→ **DA FARE**
1. Secondo l'articolo su Bossetti e Fagnani, dove è stato trovato il Dna indicato come prova regina?
2. Per favore, estrai dall'articolo su Bossetti e Fagnani il passo che comincia con le parole contenenti "La televisione ha" e si chiude con "è fatta palpabile.".

→ **ESTRATTO DEL DOCUMENTO**
________________________

Televisione
Bossetti e Fagnani: scontro in diretta a “Belve Crime” tra verità processuali e un uomo che si dice innocente
Nella prima puntata dello spin-off di “Belve”, la giornalista mette all’angolo l’uomo condannato all’ergastolo per l’omicidio di Yara Gambirasio. Tra ammissioni di bugie e silenzi inquietanti, la tensione si taglia a fette e divide il pubblico, mentre la televisione si fa ancora una volta tribunale.

La televisione ha riaperto un vecchio ferita e il pubblico non si è perso neanche un respiro. Nella prima puntata di “Belve Crime”, spin-off del noto programma di Francesca Fagnani, è andato in scena un duello in punta di lingua, ma con fendenti letali. Da un lato Massimo Bossetti, il muratore di Mapello condannato in via definitiva all’ergastolo per l’omicidio della tredicenne Yara Gambirasio. Dall’altro la Fagnani, che non si è fatta scrupolo a incalzare e svelare contraddizioni.
Bossetti si è presentato con il solito copione: l’innocenza sbandierata, il tono pacato da uomo qualunque. Ma la Fagnani non era lì per fargli da cassa di risonanza. Fin dalle prime battute lo ha inchiodato alla prova regina, il Dna trovato sugli slip della vittima. “Il Dna nucleare non mente”, ha scandito la giornalista, e in quel momento la tensione si è fatta palpabile.
Lui ha provato a ribattere, a sollevare dubbi, a rimestare nell’ombra: “Chi lo dice che era il mio?”, ha ripetuto. “La scienza e la legge”, ha chiuso la Fagnani, gelida. Un siparietto che ha scatenato i social: da chi la osanna come paladina della verità a chi l’accusa di essere un pubblico ministero in diretta. “Bossetti freddo e cinico, ma la Fagnani non molla un centimetro”, scrivono alcuni. “Troppo giudicante, doveva lasciarlo parlare di più”, ribattono altri.

________________________

→ **DATI SALVATI**
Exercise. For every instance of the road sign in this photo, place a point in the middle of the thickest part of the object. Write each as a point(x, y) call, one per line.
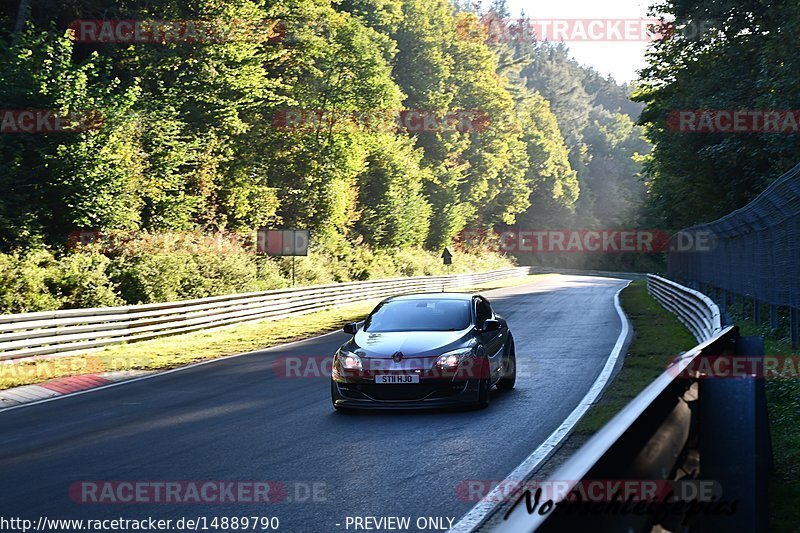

________________________

→ **ELENCO SOLUZIONI**
1. Sugli slip della vittima.

2.
La televisione ha riaperto un vecchio ferita e il pubblico non si è perso neanche un respiro. Nella prima puntata di “Belve Crime”, spin-off del noto programma di Francesca Fagnani, è andato in scena un duello in punta di lingua, ma con fendenti letali. Da un lato Massimo Bossetti, il muratore di Mapello condannato in via definitiva all’ergastolo per l’omicidio della tredicenne Yara Gambirasio. Dall’altro la Fagnani, che non si è fatta scrupolo a incalzare e svelare contraddizioni.
Bossetti si è presentato con il solito copione: l’innocenza sbandierata, il tono pacato da uomo qualunque. Ma la Fagnani non era lì per fargli da cassa di risonanza. Fin dalle prime battute lo ha inchiodato alla prova regina, il Dna trovato sugli slip della vittima. “Il Dna nucleare non mente”, ha scandito la giornalista, e in quel momento la tensione si è fatta palpabile.